Dataset rows on where objects appear:
(begin)

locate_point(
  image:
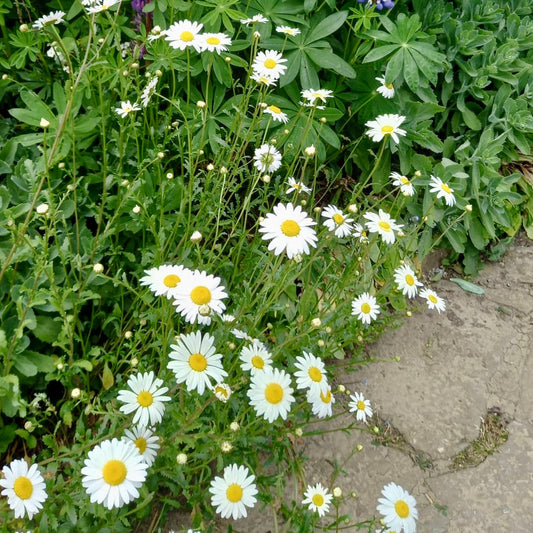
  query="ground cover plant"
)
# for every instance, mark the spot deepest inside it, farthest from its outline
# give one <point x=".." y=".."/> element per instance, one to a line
<point x="203" y="205"/>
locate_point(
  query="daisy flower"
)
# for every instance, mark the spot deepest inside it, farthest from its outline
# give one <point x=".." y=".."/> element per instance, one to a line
<point x="214" y="42"/>
<point x="360" y="407"/>
<point x="365" y="308"/>
<point x="200" y="297"/>
<point x="398" y="508"/>
<point x="55" y="17"/>
<point x="113" y="472"/>
<point x="433" y="301"/>
<point x="24" y="488"/>
<point x="406" y="187"/>
<point x="255" y="358"/>
<point x="267" y="158"/>
<point x="311" y="373"/>
<point x="317" y="498"/>
<point x="288" y="229"/>
<point x="145" y="397"/>
<point x="270" y="394"/>
<point x="233" y="492"/>
<point x="384" y="125"/>
<point x="195" y="361"/>
<point x="407" y="282"/>
<point x="126" y="108"/>
<point x="442" y="189"/>
<point x="164" y="280"/>
<point x="183" y="34"/>
<point x="146" y="442"/>
<point x="337" y="221"/>
<point x="277" y="114"/>
<point x="385" y="89"/>
<point x="382" y="224"/>
<point x="296" y="186"/>
<point x="269" y="63"/>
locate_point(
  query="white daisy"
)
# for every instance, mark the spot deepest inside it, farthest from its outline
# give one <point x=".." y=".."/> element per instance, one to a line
<point x="267" y="158"/>
<point x="382" y="224"/>
<point x="398" y="508"/>
<point x="407" y="282"/>
<point x="317" y="498"/>
<point x="113" y="472"/>
<point x="296" y="186"/>
<point x="145" y="397"/>
<point x="146" y="441"/>
<point x="406" y="187"/>
<point x="442" y="189"/>
<point x="337" y="221"/>
<point x="195" y="361"/>
<point x="183" y="34"/>
<point x="365" y="308"/>
<point x="255" y="358"/>
<point x="433" y="300"/>
<point x="384" y="125"/>
<point x="270" y="394"/>
<point x="164" y="280"/>
<point x="289" y="229"/>
<point x="311" y="373"/>
<point x="269" y="63"/>
<point x="55" y="17"/>
<point x="200" y="297"/>
<point x="24" y="488"/>
<point x="233" y="492"/>
<point x="360" y="407"/>
<point x="385" y="89"/>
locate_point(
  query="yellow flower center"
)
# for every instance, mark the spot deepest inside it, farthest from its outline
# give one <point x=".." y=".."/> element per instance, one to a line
<point x="290" y="228"/>
<point x="258" y="362"/>
<point x="201" y="295"/>
<point x="186" y="36"/>
<point x="198" y="362"/>
<point x="23" y="487"/>
<point x="171" y="281"/>
<point x="114" y="472"/>
<point x="274" y="393"/>
<point x="145" y="399"/>
<point x="402" y="509"/>
<point x="234" y="493"/>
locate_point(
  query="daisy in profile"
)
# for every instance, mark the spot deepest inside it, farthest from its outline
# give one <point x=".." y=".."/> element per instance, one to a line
<point x="398" y="508"/>
<point x="200" y="297"/>
<point x="365" y="308"/>
<point x="442" y="189"/>
<point x="385" y="89"/>
<point x="270" y="394"/>
<point x="195" y="362"/>
<point x="255" y="358"/>
<point x="145" y="441"/>
<point x="311" y="373"/>
<point x="383" y="224"/>
<point x="360" y="407"/>
<point x="385" y="125"/>
<point x="433" y="301"/>
<point x="267" y="158"/>
<point x="289" y="229"/>
<point x="317" y="498"/>
<point x="232" y="493"/>
<point x="406" y="187"/>
<point x="407" y="282"/>
<point x="24" y="488"/>
<point x="183" y="34"/>
<point x="337" y="221"/>
<point x="145" y="398"/>
<point x="113" y="472"/>
<point x="164" y="280"/>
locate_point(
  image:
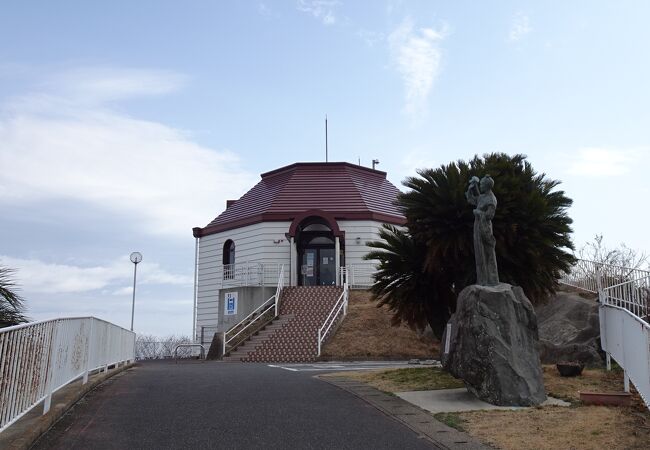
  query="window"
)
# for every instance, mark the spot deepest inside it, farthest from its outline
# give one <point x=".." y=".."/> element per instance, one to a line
<point x="228" y="260"/>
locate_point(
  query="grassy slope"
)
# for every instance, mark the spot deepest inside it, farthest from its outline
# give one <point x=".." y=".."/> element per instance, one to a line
<point x="366" y="333"/>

(end)

TASK TO COMPLETE: Leave the pictures out and reproduce all of the records exactly.

CORRECT RESULT:
locate_point(
  image:
  query="ground cover plant"
)
# for every instance, mark the spot deepest inside it, farthest from its outline
# give one <point x=".." y=".."/> element per instance, one to a line
<point x="203" y="205"/>
locate_point(
  query="daisy flower"
)
# for every instance, mark the spot deepest inside it, farthest from its outline
# give one <point x=".." y=".."/> element per instance, one to a line
<point x="214" y="42"/>
<point x="360" y="407"/>
<point x="365" y="308"/>
<point x="200" y="297"/>
<point x="398" y="508"/>
<point x="55" y="17"/>
<point x="113" y="472"/>
<point x="433" y="301"/>
<point x="24" y="488"/>
<point x="406" y="187"/>
<point x="255" y="358"/>
<point x="267" y="158"/>
<point x="311" y="373"/>
<point x="317" y="498"/>
<point x="288" y="229"/>
<point x="145" y="397"/>
<point x="270" y="394"/>
<point x="233" y="492"/>
<point x="384" y="125"/>
<point x="195" y="361"/>
<point x="407" y="282"/>
<point x="126" y="108"/>
<point x="442" y="189"/>
<point x="164" y="280"/>
<point x="183" y="34"/>
<point x="146" y="442"/>
<point x="337" y="221"/>
<point x="277" y="114"/>
<point x="385" y="89"/>
<point x="382" y="224"/>
<point x="296" y="186"/>
<point x="269" y="63"/>
locate_point(
  query="white daisy"
)
# for every instance, mark the spot deepest inside it, farthest from its outline
# give one <point x=".." y=".."/> element per instance, one to a line
<point x="267" y="158"/>
<point x="382" y="224"/>
<point x="398" y="508"/>
<point x="407" y="282"/>
<point x="317" y="498"/>
<point x="113" y="472"/>
<point x="296" y="186"/>
<point x="145" y="397"/>
<point x="146" y="441"/>
<point x="406" y="187"/>
<point x="442" y="189"/>
<point x="337" y="221"/>
<point x="195" y="361"/>
<point x="183" y="34"/>
<point x="365" y="308"/>
<point x="255" y="358"/>
<point x="433" y="300"/>
<point x="384" y="125"/>
<point x="270" y="394"/>
<point x="164" y="280"/>
<point x="289" y="229"/>
<point x="311" y="373"/>
<point x="269" y="63"/>
<point x="55" y="17"/>
<point x="200" y="297"/>
<point x="24" y="488"/>
<point x="233" y="492"/>
<point x="360" y="407"/>
<point x="385" y="89"/>
locate_point(
  query="yellow flower center"
)
# for every instance, mark the spot deepest inside it, farthest from its outline
# give one <point x=".." y=".."/> element per instance, one to a line
<point x="290" y="228"/>
<point x="258" y="362"/>
<point x="201" y="295"/>
<point x="186" y="36"/>
<point x="198" y="362"/>
<point x="23" y="487"/>
<point x="171" y="281"/>
<point x="114" y="472"/>
<point x="274" y="393"/>
<point x="145" y="399"/>
<point x="402" y="509"/>
<point x="234" y="493"/>
locate_point(
  query="daisy in profile"
)
# for every instance, mark the spot deepest inside it, farthest from its outline
# give one <point x=".." y=".."/> element per instance, one to a line
<point x="398" y="508"/>
<point x="200" y="297"/>
<point x="365" y="308"/>
<point x="442" y="189"/>
<point x="385" y="89"/>
<point x="270" y="394"/>
<point x="195" y="362"/>
<point x="255" y="358"/>
<point x="145" y="441"/>
<point x="311" y="373"/>
<point x="383" y="224"/>
<point x="360" y="407"/>
<point x="385" y="125"/>
<point x="433" y="301"/>
<point x="267" y="158"/>
<point x="289" y="229"/>
<point x="317" y="498"/>
<point x="232" y="493"/>
<point x="406" y="187"/>
<point x="407" y="282"/>
<point x="24" y="488"/>
<point x="183" y="34"/>
<point x="337" y="221"/>
<point x="145" y="398"/>
<point x="113" y="472"/>
<point x="164" y="280"/>
locate_point(
  image:
  query="window"
)
# for every instance, mark the spot deepest inside it, farthest from its outline
# give one <point x=".." y=".."/> element per instance, one to a line
<point x="228" y="260"/>
locate_point(
  query="grassy slope"
)
# for every instance, mark the spot deepest inside it, farthest from its outline
# give one <point x=".." y=".."/> element per instance, one to a line
<point x="366" y="333"/>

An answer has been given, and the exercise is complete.